◆ GIVEN INSTRUCTION A
In the account of the inland rivers, reproduce the text starting with "The first thing" and going on through "in that direction.", swapping "inland sea" for "interior lake".
◆ GIVEN INSTRUCTION B
Write the next part of the account of the inland rivers, picking up after its final sentence.

In a geographical point of view, however, nothing could have been more
satisfactory, excepting an absolute knowledge of the country to the
northward between the Murray and the Darling, than the results of the
expedition. I have in its proper place stated, as fairly as I could, my
reasons for supposing the principal junction (which I consequently left
without a name) to be the Darling of my former journey, as well as the
various arguments that bore against such a conclusion.

Of course, where there is so much room for doubt, opinions will be
various. I shall merely review the subject, in order to connect
subsequent events with my previous observations, and to give the reader
a full idea of that which struck me to be the case on a close and
anxious investigation of the country from mountain to lowland. I
returned from the Macquarie with doubts on my mind as to the ultimate
direction to which the waters of the Darling river might ultimately
flow; for, with regard to every other point, the question was, I
considered, wholly decided. But, with regard to that singular stream, I
was, from the little knowledge I had obtained, puzzled as to its actual
course; and I thought it as likely that it might turn into the heart of
the interior, as that it would make to the south. It had not, however,
escaped my notice, that the northern rivers turned more abruptly
southward (after gaining a certain distance from the base of the
ranges) than the more southern streams: near the junction of the
Castlereagh with the Darling especially, the number of large creeks
joining the first river from the north, led me to conclude that there
was at that particular spot a rapid fall of country to the south.

The first thing that strengthened in my mind this half-formed opinion,
was the fall of the Lachlan into the Morumbidgee. I had been told that
Australia was a basin; that an unbroken range of hills lined its
coasts, the internal rivers of which fell into its centre, and
contributed to the formation of an inland sea; I was not therefore
prepared to find a break in the chain - a gap as it were for the escape
of these waters to the coast.

Subsequently to our entrance into the Murray, the remarkable efforts of
that river to maintain a southerly course were observed even by the
men, and the singular runs it made to the south, when unchecked by high
lands, clearly evinced its natural tendency to flow in that direction.

Had we found ourselves at an elevation above the bed of the Darling
when we reached the junction of the principal tributary with the
Murray, I should still have had doubts on my mind as to the identity of
that tributary with the first-mentioned river; but considering the
trifling elevation of the Darling above the sea, and that the junction
was still less elevated above it, I cannot bring myself to believe that
the former alters its course. It is not, however, on this simple
geographical principle that I have built my conclusions; other
corroborative circumstances have tended also to confirm in my mind the
opinion I have already given, not only of the comparatively recent
appearance above the ocean of the level country over which I had
passed, but that the true dip of the interior is from north to south.

In support of the first of these conclusions, it would appear that a
current of water must have swept the vast accumulation of shells,
forming the great fossil bank through which the Murray passes from the
northern extremity of the continent, to deposit them where they are;
and it would further appear from the gradual rise of this bed, on an
inclined plain from N.N.E. to S.S.W., that it must in the first
instance, have swept along the base of the ranges, but ultimately
turned into the above direction by the convexity of the mountains at
the S.E. angle of the coast. From the circumstance, moreover, of the
summit of the fossil formation being in places covered with oyster
shells, the fact of the whole mass having been under water is
indisputable, and leads us naturally to the conclusion that the
depressed interior beyond it must have been under water at the same

It was proved by barometrical admeasurement, that the cataract of the
Macquarie was 680 feet above the level of the sea, and, in like manner,
it was found that the depot of Mr. Oxley, on the Lachlan, was only 500,
there being a still greater fall of country beyond these two points.

◆ EXTRACTED RECORDS
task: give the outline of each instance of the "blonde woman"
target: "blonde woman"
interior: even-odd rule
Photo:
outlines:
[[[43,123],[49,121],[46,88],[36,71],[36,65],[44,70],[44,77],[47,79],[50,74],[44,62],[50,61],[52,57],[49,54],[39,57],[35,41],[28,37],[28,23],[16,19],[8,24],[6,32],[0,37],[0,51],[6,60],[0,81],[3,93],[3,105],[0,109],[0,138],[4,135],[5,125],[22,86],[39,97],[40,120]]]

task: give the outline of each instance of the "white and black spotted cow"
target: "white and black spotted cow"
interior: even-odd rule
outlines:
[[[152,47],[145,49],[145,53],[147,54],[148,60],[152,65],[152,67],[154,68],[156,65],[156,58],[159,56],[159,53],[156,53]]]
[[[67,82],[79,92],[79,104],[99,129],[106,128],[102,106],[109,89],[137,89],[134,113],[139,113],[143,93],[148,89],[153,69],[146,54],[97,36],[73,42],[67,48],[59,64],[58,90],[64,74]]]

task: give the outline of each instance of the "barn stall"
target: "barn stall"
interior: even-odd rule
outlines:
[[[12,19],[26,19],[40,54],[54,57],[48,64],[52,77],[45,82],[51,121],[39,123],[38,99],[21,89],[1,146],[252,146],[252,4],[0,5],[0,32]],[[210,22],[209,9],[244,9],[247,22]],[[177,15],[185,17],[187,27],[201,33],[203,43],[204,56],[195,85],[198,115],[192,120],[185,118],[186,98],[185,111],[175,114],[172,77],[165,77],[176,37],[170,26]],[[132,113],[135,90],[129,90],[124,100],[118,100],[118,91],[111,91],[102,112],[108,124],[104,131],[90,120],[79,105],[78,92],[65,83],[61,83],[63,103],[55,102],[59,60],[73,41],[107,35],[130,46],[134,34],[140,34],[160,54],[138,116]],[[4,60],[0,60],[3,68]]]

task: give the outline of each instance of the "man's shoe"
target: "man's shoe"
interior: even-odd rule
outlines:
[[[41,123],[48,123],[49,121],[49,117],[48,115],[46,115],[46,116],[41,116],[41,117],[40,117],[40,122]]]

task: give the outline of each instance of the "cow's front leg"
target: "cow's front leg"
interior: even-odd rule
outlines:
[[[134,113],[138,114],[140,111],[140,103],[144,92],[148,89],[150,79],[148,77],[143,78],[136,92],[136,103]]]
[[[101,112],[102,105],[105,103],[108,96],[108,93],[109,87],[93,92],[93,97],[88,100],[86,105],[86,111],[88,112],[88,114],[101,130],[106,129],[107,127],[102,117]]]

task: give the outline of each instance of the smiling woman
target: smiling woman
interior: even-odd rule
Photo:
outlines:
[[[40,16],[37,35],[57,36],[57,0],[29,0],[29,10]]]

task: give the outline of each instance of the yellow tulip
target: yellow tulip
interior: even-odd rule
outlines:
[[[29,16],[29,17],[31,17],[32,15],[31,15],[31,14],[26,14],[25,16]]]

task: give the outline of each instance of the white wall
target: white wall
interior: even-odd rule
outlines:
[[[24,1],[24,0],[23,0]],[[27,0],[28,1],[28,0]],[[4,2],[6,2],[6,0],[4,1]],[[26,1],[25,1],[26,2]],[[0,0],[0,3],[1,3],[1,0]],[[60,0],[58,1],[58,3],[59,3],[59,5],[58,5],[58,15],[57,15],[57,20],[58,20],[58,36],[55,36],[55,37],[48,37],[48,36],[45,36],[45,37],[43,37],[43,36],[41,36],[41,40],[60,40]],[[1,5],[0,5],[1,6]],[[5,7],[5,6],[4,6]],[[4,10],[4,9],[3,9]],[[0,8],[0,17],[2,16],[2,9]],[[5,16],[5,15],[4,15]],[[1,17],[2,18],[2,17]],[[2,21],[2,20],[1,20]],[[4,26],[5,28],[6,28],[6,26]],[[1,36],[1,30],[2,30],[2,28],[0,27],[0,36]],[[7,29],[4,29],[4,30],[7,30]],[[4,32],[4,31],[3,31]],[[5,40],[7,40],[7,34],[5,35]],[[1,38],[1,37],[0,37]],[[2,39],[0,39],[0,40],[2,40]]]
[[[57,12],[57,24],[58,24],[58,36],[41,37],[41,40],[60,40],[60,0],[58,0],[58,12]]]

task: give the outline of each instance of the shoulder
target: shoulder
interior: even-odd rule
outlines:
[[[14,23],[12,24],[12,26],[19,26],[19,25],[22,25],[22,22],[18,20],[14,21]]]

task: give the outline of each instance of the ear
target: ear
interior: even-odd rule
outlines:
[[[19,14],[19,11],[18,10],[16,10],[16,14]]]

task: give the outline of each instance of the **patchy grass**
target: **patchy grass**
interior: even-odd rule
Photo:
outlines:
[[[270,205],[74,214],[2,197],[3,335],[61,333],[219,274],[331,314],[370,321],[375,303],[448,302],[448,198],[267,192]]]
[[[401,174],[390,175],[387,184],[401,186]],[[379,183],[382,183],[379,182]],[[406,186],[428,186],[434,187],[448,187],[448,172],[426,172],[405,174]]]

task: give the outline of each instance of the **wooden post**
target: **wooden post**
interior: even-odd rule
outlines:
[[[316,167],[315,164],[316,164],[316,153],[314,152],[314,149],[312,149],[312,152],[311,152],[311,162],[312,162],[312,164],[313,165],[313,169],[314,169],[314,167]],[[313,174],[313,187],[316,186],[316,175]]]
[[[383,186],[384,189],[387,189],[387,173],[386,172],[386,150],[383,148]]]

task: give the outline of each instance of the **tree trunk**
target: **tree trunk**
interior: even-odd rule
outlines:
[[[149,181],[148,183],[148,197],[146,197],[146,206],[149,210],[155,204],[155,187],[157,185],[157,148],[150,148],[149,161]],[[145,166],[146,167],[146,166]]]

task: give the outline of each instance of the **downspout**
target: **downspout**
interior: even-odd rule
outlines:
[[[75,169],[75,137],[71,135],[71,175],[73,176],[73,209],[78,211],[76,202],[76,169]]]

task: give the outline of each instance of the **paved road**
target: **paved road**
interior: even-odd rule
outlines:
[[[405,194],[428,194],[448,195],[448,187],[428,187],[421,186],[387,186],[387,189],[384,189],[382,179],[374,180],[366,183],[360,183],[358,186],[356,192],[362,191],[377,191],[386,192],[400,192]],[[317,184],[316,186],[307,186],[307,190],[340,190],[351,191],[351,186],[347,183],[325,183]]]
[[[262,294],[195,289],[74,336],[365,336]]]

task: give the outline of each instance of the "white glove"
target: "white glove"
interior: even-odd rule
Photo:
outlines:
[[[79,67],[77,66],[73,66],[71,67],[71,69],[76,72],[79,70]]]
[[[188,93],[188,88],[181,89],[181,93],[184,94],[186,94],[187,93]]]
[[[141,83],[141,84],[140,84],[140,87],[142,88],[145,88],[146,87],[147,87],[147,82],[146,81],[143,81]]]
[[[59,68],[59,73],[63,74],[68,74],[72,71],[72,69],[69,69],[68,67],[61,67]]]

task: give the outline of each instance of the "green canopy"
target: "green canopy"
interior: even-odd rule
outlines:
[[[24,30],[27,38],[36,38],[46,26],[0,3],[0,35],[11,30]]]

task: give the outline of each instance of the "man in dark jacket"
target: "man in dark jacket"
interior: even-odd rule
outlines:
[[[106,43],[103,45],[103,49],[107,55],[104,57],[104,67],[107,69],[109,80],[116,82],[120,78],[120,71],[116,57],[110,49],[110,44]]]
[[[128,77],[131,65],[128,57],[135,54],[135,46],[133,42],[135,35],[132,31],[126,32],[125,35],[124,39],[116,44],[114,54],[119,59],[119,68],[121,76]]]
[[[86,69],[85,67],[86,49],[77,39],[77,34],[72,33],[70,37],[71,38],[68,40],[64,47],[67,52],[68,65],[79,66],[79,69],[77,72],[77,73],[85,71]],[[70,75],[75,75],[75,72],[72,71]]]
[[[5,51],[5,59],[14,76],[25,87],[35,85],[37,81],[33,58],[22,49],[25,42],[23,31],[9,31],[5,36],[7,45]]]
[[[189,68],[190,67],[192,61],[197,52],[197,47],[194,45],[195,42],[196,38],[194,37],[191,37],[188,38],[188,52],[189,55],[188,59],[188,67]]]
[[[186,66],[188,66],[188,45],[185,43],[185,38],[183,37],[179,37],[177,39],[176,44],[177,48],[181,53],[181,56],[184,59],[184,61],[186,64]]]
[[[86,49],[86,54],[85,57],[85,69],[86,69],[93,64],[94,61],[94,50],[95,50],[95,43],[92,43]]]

◆ EXERCISE RESPONSE A
The first thing that strengthened in my mind this half-formed opinion,
was the fall of the Lachlan into the Morumbidgee. I had been told that
Australia was a basin; that an unbroken range of hills lined its
coasts, the internal rivers of which fell into its centre, and
contributed to the formation of an interior lake; I was not therefore
prepared to find a break in the chain - a gap as it were for the escape
of these waters to the coast.

Subsequently to our entrance into the Murray, the remarkable efforts of
that river to maintain a southerly course were observed even by the
men, and the singular runs it made to the south, when unchecked by high
lands, clearly evinced its natural tendency to flow in that direction.

◆ EXERCISE RESPONSE B
The maximum height of the fossil bank was 300 feet; and if we suppose a
line to be drawn from its top to the eastward, that line would pass
over the marshes of the two rivers, and would cut them at a point below
which they both gradually diminish. Hence I am brought to conclude that
in former times the sea washed the western base of the dividing ranges,
at or near the two points whose respective elevations I have given; and
that when the mass of land now lying waste and unproductive, became
exposed, the rivers, which until then had pursued a regular course to
the ocean, having no channel beyond their original termination,
overflowed the almost level country into which they now fall; or,
filling some extensive concavity, have contributed, by successive
depositions, to the formation of those marshes of which so much has
been said. I regret extremely, that my defective vision prevents me
giving a slight sketch to elucidate whet I fear I have, in words,
perhaps, failed in making sufficiently intelligible.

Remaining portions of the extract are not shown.